# [EXERCISE DETAILS]
List every line in the material below that contains the word "tower", copying each line in full.

# [MATERIALS PROVIDED]
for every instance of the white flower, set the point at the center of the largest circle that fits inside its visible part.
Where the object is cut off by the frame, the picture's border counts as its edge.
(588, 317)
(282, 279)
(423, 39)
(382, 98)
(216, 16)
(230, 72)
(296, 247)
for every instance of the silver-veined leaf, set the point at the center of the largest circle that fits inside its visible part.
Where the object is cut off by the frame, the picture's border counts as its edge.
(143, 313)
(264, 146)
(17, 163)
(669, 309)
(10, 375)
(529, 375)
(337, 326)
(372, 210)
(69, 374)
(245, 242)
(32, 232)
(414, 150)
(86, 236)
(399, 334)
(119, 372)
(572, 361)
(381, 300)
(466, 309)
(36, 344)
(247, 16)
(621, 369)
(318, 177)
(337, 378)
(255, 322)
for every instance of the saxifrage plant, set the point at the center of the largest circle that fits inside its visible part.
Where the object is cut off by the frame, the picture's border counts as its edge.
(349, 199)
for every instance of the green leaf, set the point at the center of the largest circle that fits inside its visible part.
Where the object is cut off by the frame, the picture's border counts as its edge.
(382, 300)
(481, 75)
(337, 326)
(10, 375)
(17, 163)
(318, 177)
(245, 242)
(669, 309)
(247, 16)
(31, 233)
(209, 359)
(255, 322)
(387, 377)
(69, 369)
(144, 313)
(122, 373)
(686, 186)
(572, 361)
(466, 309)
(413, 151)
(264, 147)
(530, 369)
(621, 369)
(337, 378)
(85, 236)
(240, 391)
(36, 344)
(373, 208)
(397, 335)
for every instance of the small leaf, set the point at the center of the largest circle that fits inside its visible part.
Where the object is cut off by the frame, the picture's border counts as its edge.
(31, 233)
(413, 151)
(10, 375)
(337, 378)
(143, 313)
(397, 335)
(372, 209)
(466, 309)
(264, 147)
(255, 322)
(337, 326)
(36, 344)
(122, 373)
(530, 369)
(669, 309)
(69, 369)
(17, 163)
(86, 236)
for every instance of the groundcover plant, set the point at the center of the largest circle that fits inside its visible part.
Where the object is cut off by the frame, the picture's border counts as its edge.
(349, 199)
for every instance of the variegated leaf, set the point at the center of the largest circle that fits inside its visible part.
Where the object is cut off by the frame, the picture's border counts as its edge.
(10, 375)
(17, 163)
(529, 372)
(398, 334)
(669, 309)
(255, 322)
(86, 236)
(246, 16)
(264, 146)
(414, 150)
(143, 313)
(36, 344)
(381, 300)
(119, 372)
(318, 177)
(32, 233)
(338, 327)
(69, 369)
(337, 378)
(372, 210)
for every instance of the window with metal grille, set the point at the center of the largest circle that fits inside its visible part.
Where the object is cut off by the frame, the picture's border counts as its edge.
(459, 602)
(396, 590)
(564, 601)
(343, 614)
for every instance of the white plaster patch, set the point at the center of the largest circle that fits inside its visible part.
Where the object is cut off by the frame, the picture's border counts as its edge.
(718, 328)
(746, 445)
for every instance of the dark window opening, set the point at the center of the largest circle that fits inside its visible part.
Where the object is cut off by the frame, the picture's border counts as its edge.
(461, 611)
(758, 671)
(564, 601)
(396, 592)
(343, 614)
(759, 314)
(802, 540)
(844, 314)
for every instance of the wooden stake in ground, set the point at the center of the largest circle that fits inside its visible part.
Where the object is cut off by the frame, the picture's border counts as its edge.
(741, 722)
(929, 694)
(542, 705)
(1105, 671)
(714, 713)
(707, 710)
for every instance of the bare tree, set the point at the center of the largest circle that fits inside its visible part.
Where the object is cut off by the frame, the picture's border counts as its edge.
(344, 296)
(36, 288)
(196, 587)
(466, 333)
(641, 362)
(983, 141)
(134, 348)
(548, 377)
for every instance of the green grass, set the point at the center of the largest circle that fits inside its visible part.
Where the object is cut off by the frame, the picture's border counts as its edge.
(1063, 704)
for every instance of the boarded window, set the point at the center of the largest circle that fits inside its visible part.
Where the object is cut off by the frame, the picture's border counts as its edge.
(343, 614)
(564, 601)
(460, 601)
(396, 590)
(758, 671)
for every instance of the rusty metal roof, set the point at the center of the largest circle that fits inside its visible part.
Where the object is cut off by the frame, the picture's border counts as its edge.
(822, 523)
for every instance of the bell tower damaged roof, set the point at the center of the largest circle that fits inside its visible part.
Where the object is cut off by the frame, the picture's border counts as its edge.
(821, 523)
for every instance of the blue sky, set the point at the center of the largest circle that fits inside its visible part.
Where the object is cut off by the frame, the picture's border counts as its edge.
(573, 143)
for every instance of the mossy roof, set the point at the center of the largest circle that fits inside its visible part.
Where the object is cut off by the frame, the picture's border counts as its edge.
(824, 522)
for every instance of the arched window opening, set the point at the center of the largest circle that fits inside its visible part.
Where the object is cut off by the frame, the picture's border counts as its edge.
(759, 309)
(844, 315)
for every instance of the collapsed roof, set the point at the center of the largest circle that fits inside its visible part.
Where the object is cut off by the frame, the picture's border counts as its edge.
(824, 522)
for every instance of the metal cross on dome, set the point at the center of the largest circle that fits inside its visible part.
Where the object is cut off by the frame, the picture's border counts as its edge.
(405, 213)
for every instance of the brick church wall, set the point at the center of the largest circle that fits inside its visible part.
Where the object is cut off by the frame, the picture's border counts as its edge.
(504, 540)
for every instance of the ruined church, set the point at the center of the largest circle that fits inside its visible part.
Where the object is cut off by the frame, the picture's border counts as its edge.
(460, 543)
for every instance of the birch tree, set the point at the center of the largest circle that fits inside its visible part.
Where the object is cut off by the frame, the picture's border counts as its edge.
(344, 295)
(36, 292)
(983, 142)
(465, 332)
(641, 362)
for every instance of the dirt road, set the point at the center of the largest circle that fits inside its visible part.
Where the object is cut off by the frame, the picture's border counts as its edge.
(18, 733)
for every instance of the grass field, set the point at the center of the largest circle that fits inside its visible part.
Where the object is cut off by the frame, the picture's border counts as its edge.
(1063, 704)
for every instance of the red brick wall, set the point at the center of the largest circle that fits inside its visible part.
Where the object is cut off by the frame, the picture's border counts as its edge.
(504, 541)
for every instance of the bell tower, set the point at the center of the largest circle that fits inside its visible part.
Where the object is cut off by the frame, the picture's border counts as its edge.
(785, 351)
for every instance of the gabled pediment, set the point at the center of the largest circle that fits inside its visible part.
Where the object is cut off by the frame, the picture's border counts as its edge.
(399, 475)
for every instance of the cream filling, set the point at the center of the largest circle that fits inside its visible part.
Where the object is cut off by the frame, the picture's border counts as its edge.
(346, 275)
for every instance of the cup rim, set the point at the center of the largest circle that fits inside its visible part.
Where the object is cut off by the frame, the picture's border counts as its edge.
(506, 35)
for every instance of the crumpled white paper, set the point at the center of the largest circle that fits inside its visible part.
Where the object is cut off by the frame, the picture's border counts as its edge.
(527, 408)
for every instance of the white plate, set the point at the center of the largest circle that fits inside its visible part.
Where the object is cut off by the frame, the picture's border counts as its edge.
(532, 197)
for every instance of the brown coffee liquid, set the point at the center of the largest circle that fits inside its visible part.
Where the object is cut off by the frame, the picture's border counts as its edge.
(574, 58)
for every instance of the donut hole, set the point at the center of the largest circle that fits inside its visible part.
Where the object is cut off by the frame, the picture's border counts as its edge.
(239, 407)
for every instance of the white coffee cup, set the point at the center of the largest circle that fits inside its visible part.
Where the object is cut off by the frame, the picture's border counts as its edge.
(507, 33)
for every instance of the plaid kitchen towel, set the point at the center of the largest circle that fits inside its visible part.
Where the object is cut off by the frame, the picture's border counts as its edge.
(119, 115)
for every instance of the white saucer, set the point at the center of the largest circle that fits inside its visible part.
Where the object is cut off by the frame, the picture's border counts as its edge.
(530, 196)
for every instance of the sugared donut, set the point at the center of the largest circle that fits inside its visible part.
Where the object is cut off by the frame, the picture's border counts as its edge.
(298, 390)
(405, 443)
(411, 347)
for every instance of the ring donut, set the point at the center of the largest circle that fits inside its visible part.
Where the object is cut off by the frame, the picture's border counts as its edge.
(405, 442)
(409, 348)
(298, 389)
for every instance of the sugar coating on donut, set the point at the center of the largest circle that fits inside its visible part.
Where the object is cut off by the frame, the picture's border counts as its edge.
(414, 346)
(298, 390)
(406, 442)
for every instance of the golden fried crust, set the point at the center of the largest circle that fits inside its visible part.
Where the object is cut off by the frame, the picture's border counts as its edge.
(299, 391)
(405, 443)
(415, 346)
---
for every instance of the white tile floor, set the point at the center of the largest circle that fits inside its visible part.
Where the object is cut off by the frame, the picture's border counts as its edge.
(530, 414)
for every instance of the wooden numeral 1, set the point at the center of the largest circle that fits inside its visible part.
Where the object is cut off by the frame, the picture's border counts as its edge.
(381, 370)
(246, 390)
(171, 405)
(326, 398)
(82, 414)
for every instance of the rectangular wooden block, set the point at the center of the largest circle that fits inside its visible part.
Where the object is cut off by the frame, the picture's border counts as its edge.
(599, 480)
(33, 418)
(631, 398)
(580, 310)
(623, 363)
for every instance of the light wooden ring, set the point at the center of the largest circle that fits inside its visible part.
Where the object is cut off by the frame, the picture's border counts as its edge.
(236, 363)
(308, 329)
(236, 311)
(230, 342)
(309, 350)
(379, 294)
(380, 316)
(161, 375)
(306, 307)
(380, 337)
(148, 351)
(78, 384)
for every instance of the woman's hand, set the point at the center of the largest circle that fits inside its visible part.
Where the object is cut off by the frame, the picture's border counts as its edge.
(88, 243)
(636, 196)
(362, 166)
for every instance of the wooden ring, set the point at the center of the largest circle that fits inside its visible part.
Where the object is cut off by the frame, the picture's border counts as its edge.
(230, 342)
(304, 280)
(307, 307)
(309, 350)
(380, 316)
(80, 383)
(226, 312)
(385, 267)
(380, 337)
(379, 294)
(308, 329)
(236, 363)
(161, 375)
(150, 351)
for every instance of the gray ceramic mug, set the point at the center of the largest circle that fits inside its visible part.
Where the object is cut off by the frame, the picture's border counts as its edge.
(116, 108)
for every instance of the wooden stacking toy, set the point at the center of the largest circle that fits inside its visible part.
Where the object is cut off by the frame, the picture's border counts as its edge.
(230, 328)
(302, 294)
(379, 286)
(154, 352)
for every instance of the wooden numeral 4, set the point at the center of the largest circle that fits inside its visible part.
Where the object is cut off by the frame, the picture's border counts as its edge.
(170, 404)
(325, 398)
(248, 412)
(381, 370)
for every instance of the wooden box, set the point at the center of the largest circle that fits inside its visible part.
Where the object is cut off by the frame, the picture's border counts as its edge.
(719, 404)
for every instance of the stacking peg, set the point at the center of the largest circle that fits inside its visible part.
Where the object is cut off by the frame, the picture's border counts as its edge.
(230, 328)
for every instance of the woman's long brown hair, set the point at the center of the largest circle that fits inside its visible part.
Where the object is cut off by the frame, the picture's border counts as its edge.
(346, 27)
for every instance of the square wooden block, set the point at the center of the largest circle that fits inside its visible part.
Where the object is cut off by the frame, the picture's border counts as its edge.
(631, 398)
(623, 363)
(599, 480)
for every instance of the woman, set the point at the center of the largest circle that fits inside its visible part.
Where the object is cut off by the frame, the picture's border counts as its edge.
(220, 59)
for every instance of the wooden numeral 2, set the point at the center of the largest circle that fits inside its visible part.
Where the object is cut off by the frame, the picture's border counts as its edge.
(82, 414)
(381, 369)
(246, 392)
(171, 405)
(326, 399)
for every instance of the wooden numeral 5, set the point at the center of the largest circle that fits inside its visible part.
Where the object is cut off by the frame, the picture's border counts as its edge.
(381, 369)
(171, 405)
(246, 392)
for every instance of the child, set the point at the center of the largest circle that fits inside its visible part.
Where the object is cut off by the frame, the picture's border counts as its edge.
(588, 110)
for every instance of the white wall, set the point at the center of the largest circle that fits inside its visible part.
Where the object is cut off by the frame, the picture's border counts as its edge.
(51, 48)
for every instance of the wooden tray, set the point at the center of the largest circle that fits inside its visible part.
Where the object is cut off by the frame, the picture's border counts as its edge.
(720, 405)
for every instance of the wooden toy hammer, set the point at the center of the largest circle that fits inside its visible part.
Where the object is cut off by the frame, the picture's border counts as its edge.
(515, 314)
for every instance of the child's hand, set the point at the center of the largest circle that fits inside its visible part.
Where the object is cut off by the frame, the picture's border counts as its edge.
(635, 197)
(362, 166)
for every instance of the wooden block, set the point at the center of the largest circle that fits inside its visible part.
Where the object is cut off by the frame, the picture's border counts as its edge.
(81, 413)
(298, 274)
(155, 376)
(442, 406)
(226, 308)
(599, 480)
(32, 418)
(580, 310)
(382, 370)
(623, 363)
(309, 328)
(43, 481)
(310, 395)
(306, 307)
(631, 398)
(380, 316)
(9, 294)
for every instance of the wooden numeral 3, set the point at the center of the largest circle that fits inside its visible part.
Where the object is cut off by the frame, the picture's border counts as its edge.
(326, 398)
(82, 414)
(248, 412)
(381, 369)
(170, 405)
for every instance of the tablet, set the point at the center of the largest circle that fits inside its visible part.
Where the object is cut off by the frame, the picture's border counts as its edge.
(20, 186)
---
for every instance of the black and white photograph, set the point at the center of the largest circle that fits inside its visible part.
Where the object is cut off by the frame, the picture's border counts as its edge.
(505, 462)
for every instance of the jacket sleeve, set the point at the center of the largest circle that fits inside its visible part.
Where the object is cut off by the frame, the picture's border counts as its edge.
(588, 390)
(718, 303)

# [PROBLEM SOLUTION]
for every instance of the bell tower damaged roof, set the point at the center of the largest circle that fits inside its visible part.
for every instance of the bell tower, set the point at the center of the largest circle that fits inside its visible part.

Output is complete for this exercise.